EXERCISE INPUTS START
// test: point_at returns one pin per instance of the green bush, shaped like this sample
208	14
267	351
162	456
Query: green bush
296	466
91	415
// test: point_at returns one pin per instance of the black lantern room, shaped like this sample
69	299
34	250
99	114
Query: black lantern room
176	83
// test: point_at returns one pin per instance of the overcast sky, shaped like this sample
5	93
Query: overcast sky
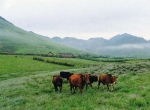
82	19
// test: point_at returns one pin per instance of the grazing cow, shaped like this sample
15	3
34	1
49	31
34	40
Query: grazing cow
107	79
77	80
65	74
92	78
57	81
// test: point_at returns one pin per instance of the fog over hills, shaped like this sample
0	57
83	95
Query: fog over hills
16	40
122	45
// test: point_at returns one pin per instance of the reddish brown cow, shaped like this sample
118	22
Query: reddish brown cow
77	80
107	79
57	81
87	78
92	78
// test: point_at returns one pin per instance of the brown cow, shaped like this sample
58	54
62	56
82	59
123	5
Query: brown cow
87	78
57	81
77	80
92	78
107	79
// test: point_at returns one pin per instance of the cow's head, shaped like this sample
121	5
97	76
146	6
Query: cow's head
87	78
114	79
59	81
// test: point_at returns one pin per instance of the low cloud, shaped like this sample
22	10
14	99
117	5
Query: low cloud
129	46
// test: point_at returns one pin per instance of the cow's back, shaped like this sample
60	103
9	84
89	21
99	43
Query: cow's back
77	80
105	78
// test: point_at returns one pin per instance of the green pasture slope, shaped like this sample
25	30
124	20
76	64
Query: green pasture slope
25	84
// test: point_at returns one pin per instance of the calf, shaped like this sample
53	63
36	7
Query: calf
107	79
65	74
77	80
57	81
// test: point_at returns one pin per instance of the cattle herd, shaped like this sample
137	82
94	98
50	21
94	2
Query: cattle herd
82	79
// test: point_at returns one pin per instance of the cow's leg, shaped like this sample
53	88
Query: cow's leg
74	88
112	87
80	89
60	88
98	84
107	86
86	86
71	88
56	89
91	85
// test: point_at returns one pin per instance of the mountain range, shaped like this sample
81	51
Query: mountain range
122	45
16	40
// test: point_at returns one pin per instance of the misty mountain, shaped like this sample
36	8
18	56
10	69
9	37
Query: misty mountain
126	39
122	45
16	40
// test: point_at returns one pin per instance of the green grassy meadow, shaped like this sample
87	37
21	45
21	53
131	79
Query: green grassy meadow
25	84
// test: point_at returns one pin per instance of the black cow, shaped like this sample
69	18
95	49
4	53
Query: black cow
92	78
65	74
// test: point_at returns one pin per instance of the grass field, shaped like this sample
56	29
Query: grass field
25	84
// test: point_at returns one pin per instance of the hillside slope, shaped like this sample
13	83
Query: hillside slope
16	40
EXERCISE INPUTS END
EXERCISE INPUTS START
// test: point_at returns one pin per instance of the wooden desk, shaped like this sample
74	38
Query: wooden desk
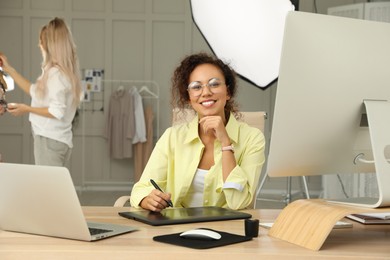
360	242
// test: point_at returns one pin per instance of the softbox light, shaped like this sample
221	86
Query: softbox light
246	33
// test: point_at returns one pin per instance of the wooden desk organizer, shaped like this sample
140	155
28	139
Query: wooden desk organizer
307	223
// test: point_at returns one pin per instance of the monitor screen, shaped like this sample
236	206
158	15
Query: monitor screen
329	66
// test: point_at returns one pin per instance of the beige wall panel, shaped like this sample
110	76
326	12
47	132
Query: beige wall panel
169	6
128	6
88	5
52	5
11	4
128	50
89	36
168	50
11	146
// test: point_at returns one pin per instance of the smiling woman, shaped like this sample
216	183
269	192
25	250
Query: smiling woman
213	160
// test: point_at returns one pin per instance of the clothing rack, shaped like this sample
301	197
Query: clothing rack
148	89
EXERCISE INPUTS END
Would you please reproduce the entries above, starting at the line with "bush, shaped like this sample" and stopping after the line with "calf, shaped like this sample"? Omit any pictures.

(SOLUTION FOR THIS PROBLEM)
// test: point_at returns one pin per instance of the green bush, shaped like this sample
208	14
267	351
162	456
Query: green bush
296	466
91	415
// test: point_at returns one pin per instance of the black lantern room, shaped like this sample
69	299
34	250
99	114
Query: black lantern room
176	83
// test: point_at returns one pin per instance of the overcast sky, shaped like this sample
5	93
Query: overcast sky
82	19
// test: point_at returns one pin per instance of the grazing cow, shaped like this sample
15	3
34	1
49	31
34	40
Query: grazing cow
107	79
77	80
65	74
92	78
57	81
// test: point_at returns one pin per instance of the fog over hills, shaped like this sample
0	57
83	95
Query: fog over hills
16	40
122	45
// test: point_at returns one pin per instance of the reddish brown cow, shaped like this sample
118	22
Query: reddish brown cow
77	80
107	79
57	81
87	78
92	78
// test: point_at returns one pin per instance of the brown cow, shaped like this sample
58	54
62	56
82	59
123	5
Query: brown cow
87	78
57	81
77	80
92	78
107	79
// test: point_at returns one pin per instance of the cow's head, shaped like this sample
121	5
97	76
146	6
Query: cow's head
87	78
114	79
59	81
// test: point_at returns one pin per instance of the low cloud, shaped like this sample
22	10
14	99
117	5
Query: low cloud
129	46
// test: point_at returns one pin per instance of the cow's back, shaped like this sample
60	103
9	84
89	21
99	43
Query: cow's back
77	80
105	78
// test: point_at returns one pin per instance of the green pasture slope, shaped like this sample
25	30
124	20
76	64
Query: green pasture slope
25	84
// test: point_at returns one pin per instance of the calf, shaped like this sample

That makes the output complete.